Le terme « sociétal » a le vent en poupe. Ce n’est en rien un néologisme récent, mais son usage, ces dernières années, s’est considérablement intensifié. En 1991, une seule dépêche AFP utilise le terme. En 2011, c’est le cas de plus de 200 d’entre elles. Une dizaine d’occurrences il y a vingt ans dans Le Monde, près de 160 en 2011.

Distincte du « social », l’expression permettrait de qualifier certaines questions qui apparaîtraient ainsi plus modernes – plus tendance – que de traditionnelles problématiques sociales. Le chômage, ce serait social ; le droit de vote des étrangers, sociétal. Sur quoi repose une telle distinction ? Dans le camp du social, les thèmes de la redistribution, de la pauvreté, des transferts sociaux et fiscaux, du paritarisme, de la sécurité et de l’aide sociales… Dans celui du sociétal, l’égalité entre les hommes et les femmes, l’homosexualité – incluant l’homoparentalité et l’homophobie -, la diversité et la mixité… En gros, d’un côté, le social classique, avec ses prestations, ses professionnels, ses volumes de dépenses considérables, ses pesanteurs. De l’autre, le sociétal supposé dépasser le social, avec son prétendu avant-gardisme, ses controverses et sa complexité nourrie de droit civil et de droit social. Les frontières permettraient même de différencier au sein de la gauche, comme d’ailleurs de la droite, des tendances plus sociales et d’autres plus sociétales. Elles n’ont, en réalité, rien de bien affirmé (1).

La mise en avant des sujets sociétaux serait gage de modernisme, contre le ringardisme. Elle serait aussi, selon de fins observateurs, pure stratégie cynique pour faire discuter à l’infini de sujets compliqués, mais aux conséquences limitées dans les comptes sociaux. Placer sur l’agenda politique des thèmes dits sociétaux – le mariage pour tous en est l’incarnation – autorise incontestablement à occuper l’espace et le temps de la confrontation politique. Reste à savoir si le sociétal est soluble dans le social ou non. Concrètement, il s’agit de savoir s’il est en quoi que ce soit utile de qualifier un problème de sociétal. La réponse est assurément positive si l’on souhaite avoir l’air savant dans une discussion. Souligner le caractère sociétal d’une question, c’est dire – si dérangeante soit-elle – combien elle importe et bouscule des équilibres anciens. La réponse est toutefois certainement négative si l’on se préoccupe un instant de rigueur sémantique.

[Lignes d'un jeu de données]
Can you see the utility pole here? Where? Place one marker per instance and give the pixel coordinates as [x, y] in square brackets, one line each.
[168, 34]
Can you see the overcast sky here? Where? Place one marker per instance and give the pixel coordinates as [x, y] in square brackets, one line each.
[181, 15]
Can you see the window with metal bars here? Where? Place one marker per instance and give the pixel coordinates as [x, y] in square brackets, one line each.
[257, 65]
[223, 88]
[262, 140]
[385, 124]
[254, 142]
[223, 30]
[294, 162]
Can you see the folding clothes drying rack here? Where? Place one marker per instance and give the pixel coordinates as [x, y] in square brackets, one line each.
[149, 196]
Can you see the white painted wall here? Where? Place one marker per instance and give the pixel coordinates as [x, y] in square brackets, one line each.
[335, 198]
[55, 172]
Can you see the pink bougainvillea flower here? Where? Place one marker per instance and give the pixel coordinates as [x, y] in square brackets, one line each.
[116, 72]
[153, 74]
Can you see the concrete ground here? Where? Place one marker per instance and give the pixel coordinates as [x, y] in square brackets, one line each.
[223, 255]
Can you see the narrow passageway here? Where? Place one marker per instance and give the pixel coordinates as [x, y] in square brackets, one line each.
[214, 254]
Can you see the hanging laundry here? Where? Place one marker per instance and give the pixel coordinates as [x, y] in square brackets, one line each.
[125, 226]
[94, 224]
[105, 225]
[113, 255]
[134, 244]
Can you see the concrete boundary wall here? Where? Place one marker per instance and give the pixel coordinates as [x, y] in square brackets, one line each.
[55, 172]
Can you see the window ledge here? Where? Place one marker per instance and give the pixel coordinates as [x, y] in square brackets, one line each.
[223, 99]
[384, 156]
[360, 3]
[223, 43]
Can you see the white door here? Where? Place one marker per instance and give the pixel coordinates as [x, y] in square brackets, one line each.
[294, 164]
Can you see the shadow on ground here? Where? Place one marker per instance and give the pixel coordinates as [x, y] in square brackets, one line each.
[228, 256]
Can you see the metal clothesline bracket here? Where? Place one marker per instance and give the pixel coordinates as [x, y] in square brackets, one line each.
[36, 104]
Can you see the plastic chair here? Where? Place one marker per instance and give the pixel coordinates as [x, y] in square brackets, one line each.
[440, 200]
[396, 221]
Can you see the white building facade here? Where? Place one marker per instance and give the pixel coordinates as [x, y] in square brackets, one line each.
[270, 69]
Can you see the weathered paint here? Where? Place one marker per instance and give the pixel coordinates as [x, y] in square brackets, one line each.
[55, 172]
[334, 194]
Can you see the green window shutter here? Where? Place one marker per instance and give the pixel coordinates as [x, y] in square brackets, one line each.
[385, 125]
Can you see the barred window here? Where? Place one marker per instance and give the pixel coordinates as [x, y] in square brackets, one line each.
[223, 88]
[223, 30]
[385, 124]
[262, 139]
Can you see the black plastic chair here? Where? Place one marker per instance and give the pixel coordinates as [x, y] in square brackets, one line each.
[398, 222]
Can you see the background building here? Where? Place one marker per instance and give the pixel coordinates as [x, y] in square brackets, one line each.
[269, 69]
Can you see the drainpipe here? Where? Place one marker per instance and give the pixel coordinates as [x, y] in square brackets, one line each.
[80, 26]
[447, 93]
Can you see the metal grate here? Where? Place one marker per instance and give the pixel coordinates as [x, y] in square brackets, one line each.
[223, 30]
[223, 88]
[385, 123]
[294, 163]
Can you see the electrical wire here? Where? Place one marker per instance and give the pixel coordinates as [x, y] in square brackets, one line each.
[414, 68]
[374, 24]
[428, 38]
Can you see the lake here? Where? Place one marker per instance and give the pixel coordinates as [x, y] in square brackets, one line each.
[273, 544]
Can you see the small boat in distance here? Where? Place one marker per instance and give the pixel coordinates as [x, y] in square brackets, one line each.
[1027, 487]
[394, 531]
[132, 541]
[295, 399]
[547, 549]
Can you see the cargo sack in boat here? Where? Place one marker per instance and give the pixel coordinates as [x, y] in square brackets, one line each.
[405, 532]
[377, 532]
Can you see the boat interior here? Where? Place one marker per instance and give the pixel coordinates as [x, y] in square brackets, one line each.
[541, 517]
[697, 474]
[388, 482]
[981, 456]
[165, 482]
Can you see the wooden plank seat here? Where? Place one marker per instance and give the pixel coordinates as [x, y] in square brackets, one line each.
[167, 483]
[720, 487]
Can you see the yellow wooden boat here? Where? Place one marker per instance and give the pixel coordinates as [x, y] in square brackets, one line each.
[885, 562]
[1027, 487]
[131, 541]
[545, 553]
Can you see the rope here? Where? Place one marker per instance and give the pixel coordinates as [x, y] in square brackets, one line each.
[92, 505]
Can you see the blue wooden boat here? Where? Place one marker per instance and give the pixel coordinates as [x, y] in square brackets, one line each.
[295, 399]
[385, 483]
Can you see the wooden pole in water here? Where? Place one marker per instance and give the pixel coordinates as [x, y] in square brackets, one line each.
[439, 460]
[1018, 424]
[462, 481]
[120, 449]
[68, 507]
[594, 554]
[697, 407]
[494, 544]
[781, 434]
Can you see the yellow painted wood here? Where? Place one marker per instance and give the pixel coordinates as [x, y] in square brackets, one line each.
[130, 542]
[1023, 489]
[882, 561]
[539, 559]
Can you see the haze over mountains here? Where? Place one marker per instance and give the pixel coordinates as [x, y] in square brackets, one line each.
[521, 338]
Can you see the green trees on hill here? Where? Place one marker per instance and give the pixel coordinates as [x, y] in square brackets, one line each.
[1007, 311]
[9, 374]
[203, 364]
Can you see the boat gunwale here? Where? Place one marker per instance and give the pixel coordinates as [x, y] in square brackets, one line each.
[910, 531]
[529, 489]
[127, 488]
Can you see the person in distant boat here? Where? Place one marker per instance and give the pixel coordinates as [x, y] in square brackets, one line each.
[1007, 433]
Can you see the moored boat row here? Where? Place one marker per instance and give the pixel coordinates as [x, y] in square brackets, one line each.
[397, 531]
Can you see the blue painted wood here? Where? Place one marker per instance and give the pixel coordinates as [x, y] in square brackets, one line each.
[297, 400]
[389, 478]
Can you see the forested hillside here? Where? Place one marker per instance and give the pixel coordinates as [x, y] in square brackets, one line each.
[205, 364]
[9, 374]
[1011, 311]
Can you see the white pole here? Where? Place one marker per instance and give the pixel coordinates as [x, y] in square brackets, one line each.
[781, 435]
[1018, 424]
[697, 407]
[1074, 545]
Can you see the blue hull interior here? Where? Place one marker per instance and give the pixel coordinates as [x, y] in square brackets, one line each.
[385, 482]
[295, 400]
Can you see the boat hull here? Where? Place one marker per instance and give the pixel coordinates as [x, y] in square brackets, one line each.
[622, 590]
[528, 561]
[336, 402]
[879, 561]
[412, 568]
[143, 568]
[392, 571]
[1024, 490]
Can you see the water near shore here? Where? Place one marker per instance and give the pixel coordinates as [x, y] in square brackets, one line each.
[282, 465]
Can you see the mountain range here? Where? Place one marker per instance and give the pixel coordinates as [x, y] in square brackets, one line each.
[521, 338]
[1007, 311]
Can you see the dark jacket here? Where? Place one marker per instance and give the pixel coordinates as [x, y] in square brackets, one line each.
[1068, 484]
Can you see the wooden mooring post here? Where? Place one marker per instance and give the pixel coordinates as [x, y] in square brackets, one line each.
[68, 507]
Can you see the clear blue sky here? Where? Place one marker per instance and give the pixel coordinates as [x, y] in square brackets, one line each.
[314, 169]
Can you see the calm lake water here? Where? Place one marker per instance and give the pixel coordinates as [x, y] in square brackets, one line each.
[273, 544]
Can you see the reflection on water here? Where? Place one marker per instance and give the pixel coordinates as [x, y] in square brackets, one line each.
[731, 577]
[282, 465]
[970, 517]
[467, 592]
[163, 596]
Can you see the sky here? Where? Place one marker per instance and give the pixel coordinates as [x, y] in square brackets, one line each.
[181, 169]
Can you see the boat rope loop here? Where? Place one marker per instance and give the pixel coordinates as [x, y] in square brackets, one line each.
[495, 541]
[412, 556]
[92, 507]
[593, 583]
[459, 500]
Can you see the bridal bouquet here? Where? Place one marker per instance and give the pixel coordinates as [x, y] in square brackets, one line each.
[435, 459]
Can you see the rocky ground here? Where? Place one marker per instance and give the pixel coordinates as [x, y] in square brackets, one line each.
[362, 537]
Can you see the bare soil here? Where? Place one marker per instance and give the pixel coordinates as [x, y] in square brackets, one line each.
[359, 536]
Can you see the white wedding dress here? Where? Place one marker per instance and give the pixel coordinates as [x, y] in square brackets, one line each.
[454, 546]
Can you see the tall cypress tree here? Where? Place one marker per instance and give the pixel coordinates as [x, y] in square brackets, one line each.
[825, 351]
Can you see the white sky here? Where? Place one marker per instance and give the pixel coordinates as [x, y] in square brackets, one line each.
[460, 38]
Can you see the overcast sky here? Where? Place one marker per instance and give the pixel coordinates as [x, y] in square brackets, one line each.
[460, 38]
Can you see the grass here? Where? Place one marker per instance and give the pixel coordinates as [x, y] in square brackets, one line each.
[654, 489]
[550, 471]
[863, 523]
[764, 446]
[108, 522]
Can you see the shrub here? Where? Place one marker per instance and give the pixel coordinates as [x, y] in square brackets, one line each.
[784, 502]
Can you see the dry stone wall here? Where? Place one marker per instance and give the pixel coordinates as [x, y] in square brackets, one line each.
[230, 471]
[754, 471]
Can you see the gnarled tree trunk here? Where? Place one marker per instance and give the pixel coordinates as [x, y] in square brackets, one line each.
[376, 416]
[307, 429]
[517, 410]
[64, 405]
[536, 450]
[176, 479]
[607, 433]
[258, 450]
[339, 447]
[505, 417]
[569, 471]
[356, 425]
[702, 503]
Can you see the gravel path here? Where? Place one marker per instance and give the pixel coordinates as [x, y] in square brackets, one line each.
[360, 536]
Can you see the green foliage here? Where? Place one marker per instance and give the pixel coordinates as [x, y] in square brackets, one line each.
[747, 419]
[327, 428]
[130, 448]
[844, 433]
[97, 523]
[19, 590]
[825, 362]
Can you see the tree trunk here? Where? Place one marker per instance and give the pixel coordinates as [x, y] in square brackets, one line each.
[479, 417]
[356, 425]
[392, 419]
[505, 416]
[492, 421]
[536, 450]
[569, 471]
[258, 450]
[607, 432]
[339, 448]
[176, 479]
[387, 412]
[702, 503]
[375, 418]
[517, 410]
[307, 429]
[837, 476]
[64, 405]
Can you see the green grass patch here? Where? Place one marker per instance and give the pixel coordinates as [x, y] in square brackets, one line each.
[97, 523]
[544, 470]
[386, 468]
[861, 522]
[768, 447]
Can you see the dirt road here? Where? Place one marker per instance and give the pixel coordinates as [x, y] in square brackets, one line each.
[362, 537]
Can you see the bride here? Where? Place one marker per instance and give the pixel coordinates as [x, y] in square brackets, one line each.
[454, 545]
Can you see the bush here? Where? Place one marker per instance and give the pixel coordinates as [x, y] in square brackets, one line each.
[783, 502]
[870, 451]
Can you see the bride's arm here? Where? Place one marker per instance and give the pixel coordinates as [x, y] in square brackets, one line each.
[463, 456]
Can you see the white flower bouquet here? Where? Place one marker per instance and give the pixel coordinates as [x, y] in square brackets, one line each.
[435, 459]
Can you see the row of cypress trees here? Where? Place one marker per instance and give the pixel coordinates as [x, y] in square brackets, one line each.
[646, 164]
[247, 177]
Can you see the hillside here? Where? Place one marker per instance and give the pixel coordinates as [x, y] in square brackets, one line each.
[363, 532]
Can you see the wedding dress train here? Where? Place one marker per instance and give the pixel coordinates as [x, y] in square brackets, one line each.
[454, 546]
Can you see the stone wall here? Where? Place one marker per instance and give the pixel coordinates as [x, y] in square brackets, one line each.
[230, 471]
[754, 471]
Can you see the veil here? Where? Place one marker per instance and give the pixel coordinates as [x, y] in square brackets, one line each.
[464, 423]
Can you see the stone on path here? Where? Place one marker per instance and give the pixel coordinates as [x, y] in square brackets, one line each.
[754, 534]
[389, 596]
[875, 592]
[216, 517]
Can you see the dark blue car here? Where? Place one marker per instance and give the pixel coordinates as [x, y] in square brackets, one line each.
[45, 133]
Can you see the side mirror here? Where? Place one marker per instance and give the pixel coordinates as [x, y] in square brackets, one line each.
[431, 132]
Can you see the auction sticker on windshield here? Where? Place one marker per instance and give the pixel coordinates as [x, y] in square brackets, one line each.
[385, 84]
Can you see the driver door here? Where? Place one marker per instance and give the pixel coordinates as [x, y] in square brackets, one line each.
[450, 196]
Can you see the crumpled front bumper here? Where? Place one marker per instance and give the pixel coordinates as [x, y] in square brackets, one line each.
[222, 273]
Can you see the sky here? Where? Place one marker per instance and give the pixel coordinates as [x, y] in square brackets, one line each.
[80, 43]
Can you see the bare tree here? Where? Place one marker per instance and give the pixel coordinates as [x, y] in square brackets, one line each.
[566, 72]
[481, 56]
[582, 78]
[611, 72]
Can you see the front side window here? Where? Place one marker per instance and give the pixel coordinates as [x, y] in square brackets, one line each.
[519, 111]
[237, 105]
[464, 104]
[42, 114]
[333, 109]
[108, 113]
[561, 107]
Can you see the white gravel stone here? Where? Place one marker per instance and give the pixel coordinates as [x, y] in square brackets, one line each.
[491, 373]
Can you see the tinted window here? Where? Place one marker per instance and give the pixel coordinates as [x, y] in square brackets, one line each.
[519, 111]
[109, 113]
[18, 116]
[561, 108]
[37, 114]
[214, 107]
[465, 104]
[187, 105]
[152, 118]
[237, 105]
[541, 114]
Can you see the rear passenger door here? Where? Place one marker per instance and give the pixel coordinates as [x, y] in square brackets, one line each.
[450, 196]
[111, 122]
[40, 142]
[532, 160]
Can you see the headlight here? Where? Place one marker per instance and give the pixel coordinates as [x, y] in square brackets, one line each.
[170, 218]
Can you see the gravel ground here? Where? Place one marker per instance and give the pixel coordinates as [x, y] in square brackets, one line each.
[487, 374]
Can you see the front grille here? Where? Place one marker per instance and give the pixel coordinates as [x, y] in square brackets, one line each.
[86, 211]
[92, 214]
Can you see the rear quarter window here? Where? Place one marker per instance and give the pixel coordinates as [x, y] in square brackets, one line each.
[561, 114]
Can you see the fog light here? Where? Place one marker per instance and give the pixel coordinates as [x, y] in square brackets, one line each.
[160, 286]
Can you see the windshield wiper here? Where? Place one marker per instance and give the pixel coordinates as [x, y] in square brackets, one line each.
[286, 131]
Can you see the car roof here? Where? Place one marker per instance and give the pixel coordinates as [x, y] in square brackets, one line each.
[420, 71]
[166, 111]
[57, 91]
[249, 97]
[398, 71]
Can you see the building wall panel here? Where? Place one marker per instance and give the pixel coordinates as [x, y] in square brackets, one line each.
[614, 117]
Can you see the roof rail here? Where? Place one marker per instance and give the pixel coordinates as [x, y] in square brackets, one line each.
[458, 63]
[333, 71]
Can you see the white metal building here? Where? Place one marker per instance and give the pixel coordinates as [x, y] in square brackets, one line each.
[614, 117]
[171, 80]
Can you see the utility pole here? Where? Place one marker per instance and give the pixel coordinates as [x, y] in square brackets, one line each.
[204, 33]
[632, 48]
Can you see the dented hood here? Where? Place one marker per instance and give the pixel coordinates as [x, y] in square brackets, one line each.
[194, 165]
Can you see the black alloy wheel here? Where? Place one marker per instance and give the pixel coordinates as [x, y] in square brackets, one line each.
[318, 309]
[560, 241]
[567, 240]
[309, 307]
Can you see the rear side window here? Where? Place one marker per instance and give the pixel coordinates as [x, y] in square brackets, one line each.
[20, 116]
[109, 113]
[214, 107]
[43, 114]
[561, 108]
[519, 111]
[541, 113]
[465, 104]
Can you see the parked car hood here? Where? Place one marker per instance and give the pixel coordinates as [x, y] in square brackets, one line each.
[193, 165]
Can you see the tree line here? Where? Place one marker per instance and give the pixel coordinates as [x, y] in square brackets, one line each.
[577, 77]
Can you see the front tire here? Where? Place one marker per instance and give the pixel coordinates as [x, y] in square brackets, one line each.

# LES CONSIGNES
1) D'après le texte sur le terme « sociétal », combien de dépêches AFP ont employé ce terme en 2011 ?
2) Recopiez à l'identique, dans les enregistrements, le passage qui va de la ligne contenant « Can you see the rear side » jusqu'à la fin des enregistrements, bornes comprises.
Le texte et les enregistrements n'ont aucun rapport entre eux.

# RÉPONSES FOURNIES
1) Plus de 200.

2)
Can you see the rear side window here? Where? Place one marker per instance and give the pixel coordinates as [x, y] in square brackets, one line each.
[20, 116]
[109, 113]
[214, 107]
[43, 114]
[561, 108]
[519, 111]
[541, 113]
[465, 104]
Can you see the parked car hood here? Where? Place one marker per instance and give the pixel coordinates as [x, y] in square brackets, one line each.
[193, 165]
Can you see the tree line here? Where? Place one marker per instance and give the pixel coordinates as [x, y] in square brackets, one line each.
[577, 77]
Can you see the front tire here? Where? Place one marker per instance and give the pixel coordinates as [x, y] in square brackets, one line each.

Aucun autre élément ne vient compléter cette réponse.